_Yang Perlu Dikerjakan_.
1) Ringkaslah teks tentang keuntungan politis Bani Umayyah dalam polemik qadha dan qadar dalam dua kalimat.
2) Teruskan teks tentang polemik qadha dan qadar pada masa Bani Umayyah sesudah kalimat terakhirnya, dalam satu paragraf.

_Kutipan Dokumen_.
━━━━━━━━━━

Keuntungan Politis Dalam Polemik Teologis
Tuesday, 19 April 2016
Sejarah menunjukkan dengan pasti
bahwa Bani Umayyah telah mengalihkan persoalan qadha dan qadar
menjadi suatu pegangan yang amat kokoh setelah mendukungnya dengan segala daya
dan kekuatan, sambil menumpas habis-habisan semua pendukung aliran kebebasan
manusia, dengan dalih bahwa itu merupakan kepercayaan yang berlawanan dengan
akidah-akidah Islam. Sehingga di suatu saat tersiar secara luas bahwa "jabr
dan tasybih adalah dua pikiran yang berasal dari Bani Umayyah, sedangkan
'adl dan tauhid adalah dua pikiran yang berasal dari kaum Alawiyin" (pengikut Ali bin Abi
Thalib).

━━━━━━━━━━

_Data Tersedia_.
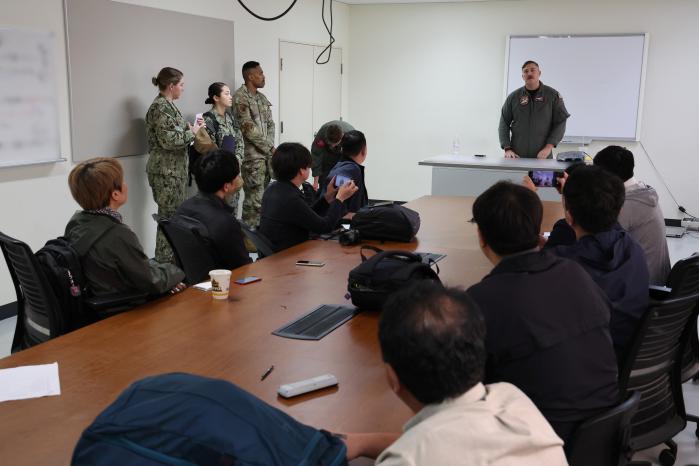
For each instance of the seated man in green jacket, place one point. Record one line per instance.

━━━━━━━━━━

_Jawaban_.
1) Bani Umayyah menjadikan persoalan qadha dan qadar sebagai pegangan yang amat kokoh dengan mendukungnya sekuat daya. Mereka juga menumpas pendukung aliran kebebasan manusia dengan dalih bahwa kepercayaan itu berlawanan dengan akidah Islam, sehingga suatu saat tersiar luas anggapan bahwa jabr dan tasybih berasal dari Bani Umayyah, sedangkan 'adl dan tauhid berasal dari kaum Alawiyin.

2)
Orang yang paling dahulu melontarkan masalah ikhtiar manusia ke tengah-tengah masyarakat untuk dibahas, seraya mempertahankan akidah-akidah tentang kebebasan ini, di masa kekuasaan Bani Umayyah, ialah seorang dari Irak bemama Ma'bad al-Juhani dan seorang lagi dari Syam bemama Ghilan ad-Dimasyqi. Kedua orang ini dikenal dengan sifat-sifat istiqamah, ketulusan dan keimanan yang kuat. Ma'bad ikut dalam pemberontakan bersama Ibnul Asy'ats dan kemudian dibunuh oleh al-Hajjaj (seorang pejabat Bani Umayyah); sedangkan Ghilan, setelah pahamnya itu sampai ke pendengaran Hisyam bin Abdul Malik, segera dijatuhi hukuman kejam potong kedua tangan dan kaki kemudian disalib.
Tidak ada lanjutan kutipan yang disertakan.